* What to produce
Leaving out every line that comes before the one containing "Query: wooden post", output the rest of the records exactly, the final line included.

(Data extracted from a collection)

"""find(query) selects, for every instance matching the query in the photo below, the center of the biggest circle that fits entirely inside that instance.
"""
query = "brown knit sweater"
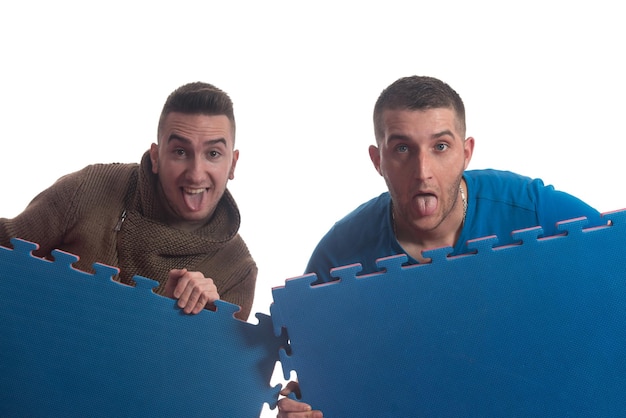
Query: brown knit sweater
(82, 212)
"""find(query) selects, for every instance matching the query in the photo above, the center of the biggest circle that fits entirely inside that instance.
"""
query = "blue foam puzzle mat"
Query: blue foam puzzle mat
(534, 329)
(77, 344)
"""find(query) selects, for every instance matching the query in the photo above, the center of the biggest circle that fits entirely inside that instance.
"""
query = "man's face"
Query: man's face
(194, 161)
(422, 157)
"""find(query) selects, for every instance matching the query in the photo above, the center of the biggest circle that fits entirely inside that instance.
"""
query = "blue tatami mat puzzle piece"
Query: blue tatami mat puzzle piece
(77, 344)
(535, 329)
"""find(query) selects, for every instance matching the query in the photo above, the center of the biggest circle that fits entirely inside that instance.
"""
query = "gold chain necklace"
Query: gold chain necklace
(464, 202)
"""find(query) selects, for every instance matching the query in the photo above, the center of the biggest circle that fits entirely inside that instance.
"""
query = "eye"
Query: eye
(214, 154)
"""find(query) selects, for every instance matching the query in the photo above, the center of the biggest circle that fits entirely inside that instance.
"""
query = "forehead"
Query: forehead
(197, 127)
(427, 121)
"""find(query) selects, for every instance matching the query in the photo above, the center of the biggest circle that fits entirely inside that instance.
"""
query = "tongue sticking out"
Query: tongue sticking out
(194, 200)
(426, 204)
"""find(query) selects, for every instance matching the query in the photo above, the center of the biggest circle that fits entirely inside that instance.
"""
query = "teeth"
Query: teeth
(193, 191)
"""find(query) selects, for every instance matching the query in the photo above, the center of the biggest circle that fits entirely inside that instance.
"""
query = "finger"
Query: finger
(292, 387)
(286, 405)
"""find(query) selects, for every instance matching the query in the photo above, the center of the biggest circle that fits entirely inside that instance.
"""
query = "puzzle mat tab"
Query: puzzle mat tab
(77, 344)
(536, 329)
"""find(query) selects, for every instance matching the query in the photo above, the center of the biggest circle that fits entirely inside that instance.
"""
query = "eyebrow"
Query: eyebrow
(175, 137)
(398, 137)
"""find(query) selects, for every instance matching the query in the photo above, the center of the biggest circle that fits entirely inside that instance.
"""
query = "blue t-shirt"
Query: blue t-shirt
(499, 202)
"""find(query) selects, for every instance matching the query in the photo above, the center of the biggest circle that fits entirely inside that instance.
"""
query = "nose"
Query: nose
(422, 166)
(196, 171)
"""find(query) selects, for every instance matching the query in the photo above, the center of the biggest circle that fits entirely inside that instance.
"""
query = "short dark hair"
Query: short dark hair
(418, 93)
(198, 98)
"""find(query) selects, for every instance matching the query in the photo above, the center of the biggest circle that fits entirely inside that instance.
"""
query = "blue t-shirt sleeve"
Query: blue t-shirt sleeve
(554, 206)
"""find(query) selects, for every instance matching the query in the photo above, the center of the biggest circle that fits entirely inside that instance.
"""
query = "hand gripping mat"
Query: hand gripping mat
(76, 344)
(535, 329)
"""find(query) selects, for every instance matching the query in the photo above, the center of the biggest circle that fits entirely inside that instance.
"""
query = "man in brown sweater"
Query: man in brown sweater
(169, 218)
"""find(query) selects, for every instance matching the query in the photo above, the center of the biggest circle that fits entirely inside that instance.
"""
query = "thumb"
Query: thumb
(172, 280)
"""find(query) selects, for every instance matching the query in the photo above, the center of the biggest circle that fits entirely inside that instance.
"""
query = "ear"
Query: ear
(231, 175)
(375, 157)
(468, 150)
(154, 157)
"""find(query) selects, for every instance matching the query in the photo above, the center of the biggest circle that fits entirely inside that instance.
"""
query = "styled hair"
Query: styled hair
(418, 93)
(198, 98)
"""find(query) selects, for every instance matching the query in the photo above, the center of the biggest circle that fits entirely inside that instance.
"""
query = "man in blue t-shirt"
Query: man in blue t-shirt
(432, 201)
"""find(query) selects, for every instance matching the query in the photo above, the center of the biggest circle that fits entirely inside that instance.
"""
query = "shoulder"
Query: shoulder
(376, 208)
(505, 187)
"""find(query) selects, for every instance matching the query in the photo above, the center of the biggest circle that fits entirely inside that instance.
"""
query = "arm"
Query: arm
(46, 219)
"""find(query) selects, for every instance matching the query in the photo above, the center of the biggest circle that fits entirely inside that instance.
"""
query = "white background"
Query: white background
(84, 82)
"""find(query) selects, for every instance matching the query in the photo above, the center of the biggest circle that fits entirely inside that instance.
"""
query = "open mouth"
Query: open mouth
(426, 203)
(194, 197)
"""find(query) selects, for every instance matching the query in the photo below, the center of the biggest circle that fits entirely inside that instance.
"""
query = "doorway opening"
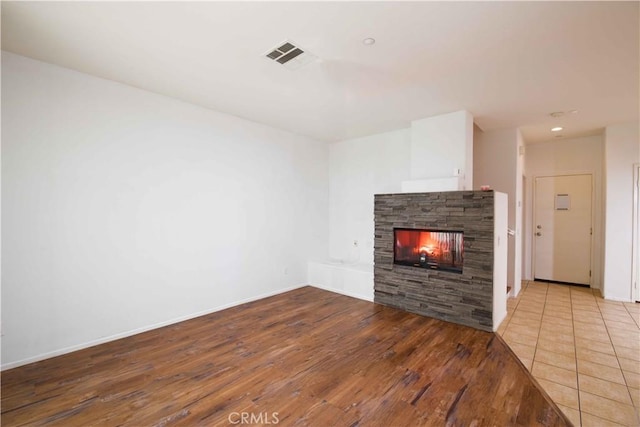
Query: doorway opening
(563, 228)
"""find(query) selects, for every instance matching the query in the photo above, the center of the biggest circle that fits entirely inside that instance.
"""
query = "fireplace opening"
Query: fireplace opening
(433, 249)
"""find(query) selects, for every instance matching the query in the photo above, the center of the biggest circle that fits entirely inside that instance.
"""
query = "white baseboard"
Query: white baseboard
(343, 292)
(136, 331)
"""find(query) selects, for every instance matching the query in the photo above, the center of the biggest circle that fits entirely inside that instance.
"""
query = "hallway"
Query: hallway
(582, 349)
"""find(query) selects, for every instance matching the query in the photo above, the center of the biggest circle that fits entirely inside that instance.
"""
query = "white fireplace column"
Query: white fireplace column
(441, 153)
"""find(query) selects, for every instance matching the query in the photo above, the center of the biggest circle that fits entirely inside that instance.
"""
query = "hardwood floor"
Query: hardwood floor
(306, 357)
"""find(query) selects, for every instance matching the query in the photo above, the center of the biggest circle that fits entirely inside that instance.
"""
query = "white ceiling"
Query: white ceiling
(508, 63)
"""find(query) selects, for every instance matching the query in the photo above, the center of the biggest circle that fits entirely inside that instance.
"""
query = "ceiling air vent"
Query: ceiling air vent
(290, 55)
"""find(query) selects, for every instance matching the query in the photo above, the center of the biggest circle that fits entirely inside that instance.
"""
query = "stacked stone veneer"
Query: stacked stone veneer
(465, 298)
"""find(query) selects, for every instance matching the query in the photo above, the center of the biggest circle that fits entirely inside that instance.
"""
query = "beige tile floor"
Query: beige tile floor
(583, 350)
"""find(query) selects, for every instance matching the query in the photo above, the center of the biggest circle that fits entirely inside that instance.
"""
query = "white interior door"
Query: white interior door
(563, 228)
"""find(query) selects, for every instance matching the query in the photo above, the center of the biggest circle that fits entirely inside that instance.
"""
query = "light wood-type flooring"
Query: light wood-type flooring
(305, 357)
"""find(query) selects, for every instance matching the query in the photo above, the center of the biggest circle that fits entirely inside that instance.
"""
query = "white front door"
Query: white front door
(563, 228)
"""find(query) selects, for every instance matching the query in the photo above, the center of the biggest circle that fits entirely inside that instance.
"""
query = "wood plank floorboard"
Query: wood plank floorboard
(311, 356)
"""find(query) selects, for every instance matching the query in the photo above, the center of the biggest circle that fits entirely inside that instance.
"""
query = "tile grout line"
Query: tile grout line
(575, 354)
(618, 357)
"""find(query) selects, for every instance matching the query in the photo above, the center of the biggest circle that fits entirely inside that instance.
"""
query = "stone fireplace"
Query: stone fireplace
(442, 255)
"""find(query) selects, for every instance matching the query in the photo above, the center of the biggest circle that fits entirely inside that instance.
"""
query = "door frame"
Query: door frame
(533, 217)
(635, 269)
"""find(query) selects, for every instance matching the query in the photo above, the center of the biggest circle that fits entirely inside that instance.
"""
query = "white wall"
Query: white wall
(441, 144)
(360, 168)
(497, 163)
(125, 210)
(622, 150)
(558, 157)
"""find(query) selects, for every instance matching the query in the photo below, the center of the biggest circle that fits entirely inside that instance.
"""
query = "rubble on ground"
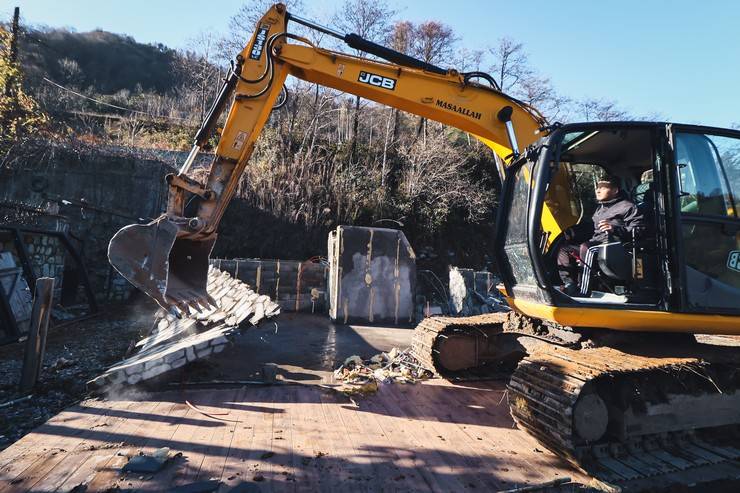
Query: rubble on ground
(395, 366)
(73, 356)
(175, 342)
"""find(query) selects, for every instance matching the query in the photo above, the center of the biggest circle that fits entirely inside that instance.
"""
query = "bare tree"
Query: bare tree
(600, 110)
(432, 42)
(371, 20)
(242, 24)
(200, 71)
(510, 64)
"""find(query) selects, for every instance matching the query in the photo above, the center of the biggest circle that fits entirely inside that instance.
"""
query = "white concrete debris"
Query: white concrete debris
(175, 342)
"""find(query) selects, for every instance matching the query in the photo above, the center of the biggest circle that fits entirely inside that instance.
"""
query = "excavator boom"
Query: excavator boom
(168, 258)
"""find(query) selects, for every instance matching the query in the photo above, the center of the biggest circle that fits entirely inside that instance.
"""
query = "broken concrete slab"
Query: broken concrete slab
(175, 342)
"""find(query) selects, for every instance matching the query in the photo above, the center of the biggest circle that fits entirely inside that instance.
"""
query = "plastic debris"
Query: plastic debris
(360, 377)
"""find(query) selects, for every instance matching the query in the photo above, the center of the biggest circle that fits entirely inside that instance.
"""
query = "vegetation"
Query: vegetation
(20, 116)
(326, 158)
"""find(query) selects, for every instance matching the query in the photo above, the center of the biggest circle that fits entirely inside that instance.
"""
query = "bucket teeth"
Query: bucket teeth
(172, 269)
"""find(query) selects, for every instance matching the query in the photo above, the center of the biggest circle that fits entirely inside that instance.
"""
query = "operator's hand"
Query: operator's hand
(605, 226)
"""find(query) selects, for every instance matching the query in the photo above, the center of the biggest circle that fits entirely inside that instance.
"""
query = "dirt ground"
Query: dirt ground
(74, 354)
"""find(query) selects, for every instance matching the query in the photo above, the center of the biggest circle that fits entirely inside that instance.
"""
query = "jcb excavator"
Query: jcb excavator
(610, 378)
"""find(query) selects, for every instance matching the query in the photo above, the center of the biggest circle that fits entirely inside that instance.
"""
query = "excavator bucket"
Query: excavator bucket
(171, 270)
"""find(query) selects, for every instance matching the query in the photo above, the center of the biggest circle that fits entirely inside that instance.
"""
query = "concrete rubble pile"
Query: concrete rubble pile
(175, 342)
(362, 377)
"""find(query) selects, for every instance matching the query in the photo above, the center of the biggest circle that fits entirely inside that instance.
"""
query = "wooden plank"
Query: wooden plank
(218, 448)
(200, 437)
(476, 458)
(438, 436)
(175, 436)
(416, 474)
(306, 445)
(236, 468)
(60, 447)
(97, 463)
(344, 450)
(105, 474)
(284, 472)
(36, 439)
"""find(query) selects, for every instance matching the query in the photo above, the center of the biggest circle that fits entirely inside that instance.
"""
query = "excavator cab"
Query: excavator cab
(684, 180)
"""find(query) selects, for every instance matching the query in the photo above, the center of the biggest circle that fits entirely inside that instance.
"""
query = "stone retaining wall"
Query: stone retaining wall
(176, 342)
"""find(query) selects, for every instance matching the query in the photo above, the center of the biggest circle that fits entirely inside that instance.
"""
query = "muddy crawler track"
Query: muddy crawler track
(427, 334)
(544, 390)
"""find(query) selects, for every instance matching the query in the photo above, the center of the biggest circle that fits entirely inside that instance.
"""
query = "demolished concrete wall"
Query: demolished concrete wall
(372, 276)
(94, 195)
(176, 342)
(295, 286)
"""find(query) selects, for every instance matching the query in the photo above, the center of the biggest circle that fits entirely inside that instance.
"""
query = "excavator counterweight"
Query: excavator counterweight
(575, 383)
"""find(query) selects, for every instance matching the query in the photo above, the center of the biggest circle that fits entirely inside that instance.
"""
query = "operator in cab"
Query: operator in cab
(615, 219)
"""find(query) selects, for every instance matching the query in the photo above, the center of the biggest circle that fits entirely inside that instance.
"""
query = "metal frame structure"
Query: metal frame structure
(7, 318)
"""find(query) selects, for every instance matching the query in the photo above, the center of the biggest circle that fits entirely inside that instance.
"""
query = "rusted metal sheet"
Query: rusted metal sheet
(372, 276)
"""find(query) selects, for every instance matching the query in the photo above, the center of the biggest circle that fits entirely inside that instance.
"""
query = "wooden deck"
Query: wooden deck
(434, 436)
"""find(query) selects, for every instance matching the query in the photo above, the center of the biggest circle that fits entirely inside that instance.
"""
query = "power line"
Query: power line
(103, 103)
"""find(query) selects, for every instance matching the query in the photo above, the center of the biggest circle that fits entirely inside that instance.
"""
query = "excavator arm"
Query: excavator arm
(168, 258)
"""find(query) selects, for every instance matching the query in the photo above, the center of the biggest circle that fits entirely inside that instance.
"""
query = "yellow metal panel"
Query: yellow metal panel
(443, 98)
(629, 320)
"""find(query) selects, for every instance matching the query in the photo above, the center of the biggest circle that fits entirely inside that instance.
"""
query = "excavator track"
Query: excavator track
(481, 346)
(433, 333)
(625, 417)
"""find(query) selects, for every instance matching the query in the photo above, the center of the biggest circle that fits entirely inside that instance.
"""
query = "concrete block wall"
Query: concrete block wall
(46, 255)
(175, 342)
(294, 285)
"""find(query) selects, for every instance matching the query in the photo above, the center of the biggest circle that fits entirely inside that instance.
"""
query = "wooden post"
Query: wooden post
(36, 343)
(13, 51)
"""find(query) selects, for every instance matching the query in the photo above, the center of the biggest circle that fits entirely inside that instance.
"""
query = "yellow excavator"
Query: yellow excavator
(610, 377)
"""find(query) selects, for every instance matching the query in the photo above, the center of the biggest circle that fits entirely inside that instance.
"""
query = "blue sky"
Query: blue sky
(679, 59)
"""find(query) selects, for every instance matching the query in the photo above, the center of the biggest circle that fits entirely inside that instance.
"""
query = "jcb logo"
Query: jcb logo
(377, 80)
(259, 42)
(733, 260)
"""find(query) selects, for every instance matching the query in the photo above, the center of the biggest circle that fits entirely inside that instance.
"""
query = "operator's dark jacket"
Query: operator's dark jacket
(622, 214)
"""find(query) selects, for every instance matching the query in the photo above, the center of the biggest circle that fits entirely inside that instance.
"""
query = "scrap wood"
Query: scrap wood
(538, 487)
(360, 377)
(211, 415)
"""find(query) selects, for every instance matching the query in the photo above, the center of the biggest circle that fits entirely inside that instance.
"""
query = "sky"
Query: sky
(678, 59)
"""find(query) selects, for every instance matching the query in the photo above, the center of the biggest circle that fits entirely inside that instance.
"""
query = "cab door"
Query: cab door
(706, 177)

* Completed task
Query: wooden post
(36, 343)
(13, 51)
"""find(query) selects, for every instance matching the query in the photo above, the center of the biggest circle that fits entirely inside that instance.
"""
query = "yellow excavator"
Query: yellow excavator
(610, 377)
"""find(query) selects, for every instance matching the query in the photo above, the center of the biggest circle that fits entirely inside that instance.
"""
query = "blue sky"
Query: blue sky
(679, 59)
"""find(query) selects, for every instance matching the query in the photo above, the center of the biggest circle that fits entirely inside that instance.
"""
query = "jcb logo"
Query: jcb logo
(377, 80)
(259, 42)
(733, 260)
"""find(query) selects, for every instance matching the query in the photo above, the center of the biggest circle that fits entirely inside that instance.
"""
query = "operator's dark jacket"
Query: operator's dark jacket
(622, 214)
"""find(query) selects, for every instance matching the query in the photo above, the center of the biggest circle that fits entirely inside that instance.
"""
query = "scrap wood"
Query: scrap wood
(538, 487)
(360, 377)
(211, 415)
"""find(query) selects, for every instance matching the query in the photo above, the center of the biggest circle that fits entirely inside that instance.
"""
query = "sky"
Query: sky
(678, 59)
"""find(query) selects, for every instance matching the query in the photo above, the center of the biggest circle that fits entirely inside that instance.
"""
query = "cab door"
Query: cab door
(706, 177)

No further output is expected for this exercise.